• **REQUISITOS DE TAREA**
A. Responde según el fragmento:
(i) ¿De qué se viste hoy el caballo?
(ii) ¿Dónde se trafica con la nueva droga?
(iii) ¿Dónde se apilan los muertos?
B. Escribe tal cual el pasaje del fragmento que empieza con «En los despachos» y sigue hasta «en las conciencias.».

• **FRAGMENTO DEL TEXTO**
::::
No te lo metas todo», «déjame un culillo», «pásame la jeringa», «¿cuántas dosis necesitas?»… el caballo hoy se viste de vacuna.
En los despachos de todo el país se trafica con esta nueva droga que no puede comprarse en el mercado y que alcaldes, consejeros, técnicos, mujeres y maridos de políticos, militares y otras sabandijas se están inoculando, mientras los muertos se nos apilan en las conciencias.
::::
Descripciones de regiones en lenguaje natural:

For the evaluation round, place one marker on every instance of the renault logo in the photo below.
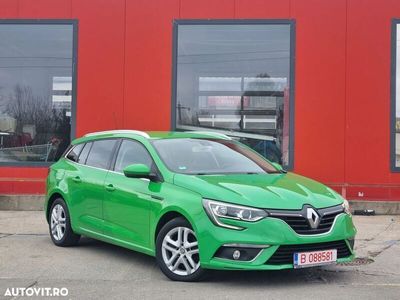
(313, 218)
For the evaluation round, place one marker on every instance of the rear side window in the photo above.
(130, 153)
(100, 154)
(84, 153)
(74, 153)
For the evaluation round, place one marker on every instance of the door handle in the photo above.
(110, 187)
(77, 179)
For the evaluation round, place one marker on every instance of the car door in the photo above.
(88, 193)
(127, 200)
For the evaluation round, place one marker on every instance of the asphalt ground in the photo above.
(96, 270)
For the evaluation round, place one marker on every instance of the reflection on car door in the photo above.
(89, 192)
(127, 200)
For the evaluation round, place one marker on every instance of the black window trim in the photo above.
(113, 151)
(392, 125)
(72, 147)
(87, 144)
(292, 60)
(114, 158)
(74, 23)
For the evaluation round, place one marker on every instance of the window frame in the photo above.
(112, 156)
(74, 23)
(393, 167)
(116, 152)
(290, 22)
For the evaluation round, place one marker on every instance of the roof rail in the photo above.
(212, 133)
(121, 131)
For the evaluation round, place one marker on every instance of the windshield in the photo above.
(210, 156)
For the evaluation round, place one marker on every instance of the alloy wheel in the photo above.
(180, 251)
(58, 222)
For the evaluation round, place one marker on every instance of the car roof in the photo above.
(149, 135)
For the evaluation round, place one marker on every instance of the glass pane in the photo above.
(74, 153)
(35, 91)
(132, 153)
(235, 79)
(100, 154)
(84, 153)
(397, 122)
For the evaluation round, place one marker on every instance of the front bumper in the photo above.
(269, 231)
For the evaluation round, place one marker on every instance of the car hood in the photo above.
(275, 191)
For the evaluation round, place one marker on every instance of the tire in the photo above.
(60, 221)
(178, 257)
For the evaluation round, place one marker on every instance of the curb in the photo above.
(36, 202)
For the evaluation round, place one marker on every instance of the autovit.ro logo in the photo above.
(36, 291)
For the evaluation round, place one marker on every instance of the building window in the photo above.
(395, 119)
(236, 77)
(36, 90)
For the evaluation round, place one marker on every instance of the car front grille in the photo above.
(297, 219)
(284, 254)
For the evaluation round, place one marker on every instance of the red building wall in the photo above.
(342, 76)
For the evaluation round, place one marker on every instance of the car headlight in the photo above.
(346, 207)
(220, 210)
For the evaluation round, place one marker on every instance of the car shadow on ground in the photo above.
(316, 275)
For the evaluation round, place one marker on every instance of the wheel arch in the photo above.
(166, 216)
(55, 195)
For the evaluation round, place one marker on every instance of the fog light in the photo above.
(236, 254)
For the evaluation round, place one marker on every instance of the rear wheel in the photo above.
(60, 225)
(177, 251)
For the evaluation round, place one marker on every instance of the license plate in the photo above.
(314, 258)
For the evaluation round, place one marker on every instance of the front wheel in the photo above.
(177, 251)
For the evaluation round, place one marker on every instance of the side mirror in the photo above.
(279, 167)
(137, 171)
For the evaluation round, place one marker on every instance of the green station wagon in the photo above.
(195, 201)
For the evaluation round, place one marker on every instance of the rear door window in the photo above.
(74, 153)
(84, 153)
(100, 154)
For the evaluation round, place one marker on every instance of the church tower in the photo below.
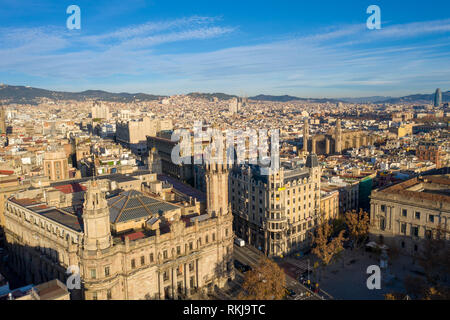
(305, 135)
(97, 229)
(338, 137)
(217, 189)
(154, 161)
(2, 120)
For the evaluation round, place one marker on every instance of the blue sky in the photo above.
(303, 48)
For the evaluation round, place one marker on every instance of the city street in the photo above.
(250, 256)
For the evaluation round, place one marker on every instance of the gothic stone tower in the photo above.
(97, 230)
(217, 189)
(305, 135)
(154, 161)
(338, 137)
(219, 208)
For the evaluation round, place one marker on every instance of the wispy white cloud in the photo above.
(337, 59)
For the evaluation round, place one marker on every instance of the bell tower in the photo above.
(154, 161)
(217, 189)
(338, 137)
(305, 135)
(97, 229)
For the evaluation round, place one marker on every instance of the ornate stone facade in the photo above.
(408, 212)
(335, 141)
(129, 246)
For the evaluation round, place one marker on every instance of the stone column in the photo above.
(327, 146)
(187, 277)
(161, 286)
(175, 283)
(198, 279)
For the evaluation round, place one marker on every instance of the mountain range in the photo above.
(30, 95)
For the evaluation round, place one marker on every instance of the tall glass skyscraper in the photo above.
(437, 98)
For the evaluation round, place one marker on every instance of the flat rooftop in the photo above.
(59, 215)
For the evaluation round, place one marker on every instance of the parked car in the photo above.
(290, 292)
(240, 242)
(241, 267)
(348, 244)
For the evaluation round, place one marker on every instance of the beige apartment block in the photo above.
(274, 213)
(56, 165)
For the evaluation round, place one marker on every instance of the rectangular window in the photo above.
(403, 228)
(415, 231)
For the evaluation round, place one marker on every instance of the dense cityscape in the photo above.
(93, 184)
(224, 160)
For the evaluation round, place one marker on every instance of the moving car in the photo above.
(241, 267)
(290, 292)
(239, 242)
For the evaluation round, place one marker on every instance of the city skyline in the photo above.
(305, 50)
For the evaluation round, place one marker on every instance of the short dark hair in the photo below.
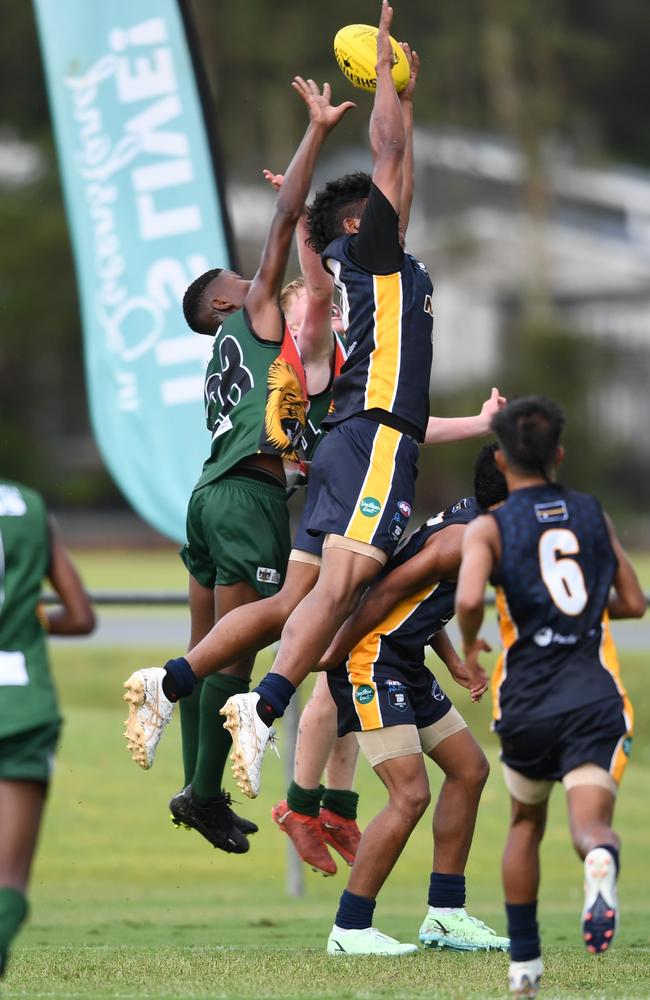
(529, 430)
(337, 201)
(490, 484)
(194, 301)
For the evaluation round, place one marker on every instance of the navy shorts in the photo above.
(361, 484)
(378, 695)
(547, 749)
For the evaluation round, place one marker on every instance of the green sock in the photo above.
(341, 801)
(190, 714)
(13, 910)
(214, 741)
(304, 800)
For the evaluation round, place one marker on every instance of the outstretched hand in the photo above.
(413, 60)
(275, 180)
(385, 54)
(491, 406)
(321, 111)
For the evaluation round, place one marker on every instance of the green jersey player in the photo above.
(30, 549)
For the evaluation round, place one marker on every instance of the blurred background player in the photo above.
(560, 708)
(30, 722)
(257, 397)
(387, 696)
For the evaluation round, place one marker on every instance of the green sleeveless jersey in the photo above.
(27, 694)
(255, 397)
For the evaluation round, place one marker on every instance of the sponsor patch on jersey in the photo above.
(267, 575)
(370, 507)
(551, 512)
(364, 694)
(437, 692)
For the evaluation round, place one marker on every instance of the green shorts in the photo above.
(238, 531)
(29, 755)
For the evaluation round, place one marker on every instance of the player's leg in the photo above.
(596, 745)
(458, 755)
(397, 760)
(202, 618)
(300, 815)
(21, 808)
(521, 877)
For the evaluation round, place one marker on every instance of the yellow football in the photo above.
(355, 48)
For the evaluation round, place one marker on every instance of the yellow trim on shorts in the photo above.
(384, 363)
(377, 483)
(361, 661)
(508, 631)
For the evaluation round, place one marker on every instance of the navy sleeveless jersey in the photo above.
(407, 629)
(389, 319)
(552, 588)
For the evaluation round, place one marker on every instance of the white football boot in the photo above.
(368, 941)
(149, 712)
(250, 739)
(600, 912)
(524, 978)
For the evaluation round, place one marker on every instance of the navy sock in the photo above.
(354, 912)
(275, 693)
(523, 931)
(179, 680)
(614, 853)
(446, 890)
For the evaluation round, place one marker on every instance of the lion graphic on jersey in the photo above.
(286, 410)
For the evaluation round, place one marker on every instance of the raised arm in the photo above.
(262, 298)
(408, 170)
(75, 616)
(315, 334)
(626, 599)
(438, 560)
(442, 430)
(387, 135)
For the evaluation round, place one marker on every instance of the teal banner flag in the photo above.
(145, 217)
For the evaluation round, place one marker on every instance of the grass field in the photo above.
(123, 905)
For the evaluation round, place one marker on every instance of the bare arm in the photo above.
(480, 553)
(437, 560)
(76, 616)
(443, 647)
(442, 430)
(408, 172)
(262, 298)
(315, 335)
(626, 599)
(387, 136)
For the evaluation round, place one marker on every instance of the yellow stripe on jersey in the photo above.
(362, 659)
(384, 363)
(376, 485)
(609, 660)
(508, 631)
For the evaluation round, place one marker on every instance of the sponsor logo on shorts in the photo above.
(554, 510)
(545, 636)
(364, 694)
(370, 507)
(437, 691)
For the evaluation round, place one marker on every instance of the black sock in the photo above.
(179, 680)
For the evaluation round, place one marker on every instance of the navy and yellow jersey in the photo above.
(255, 397)
(552, 588)
(389, 319)
(400, 639)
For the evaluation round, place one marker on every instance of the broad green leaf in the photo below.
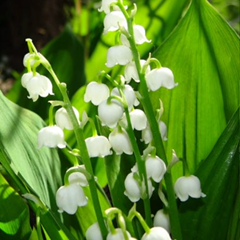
::::
• **RESPUESTAS**
A.
(i) De vacuna.
(ii) En los despachos de todo el país.
(iii) En las conciencias.

B.
En los despachos de todo el país se trafica con esta nueva droga que no puede comprarse en el mercado y que alcaldes, consejeros, técnicos, mujeres y maridos de políticos, militares y otras sabandijas se están inoculando, mientras los muertos se nos apilan en las conciencias.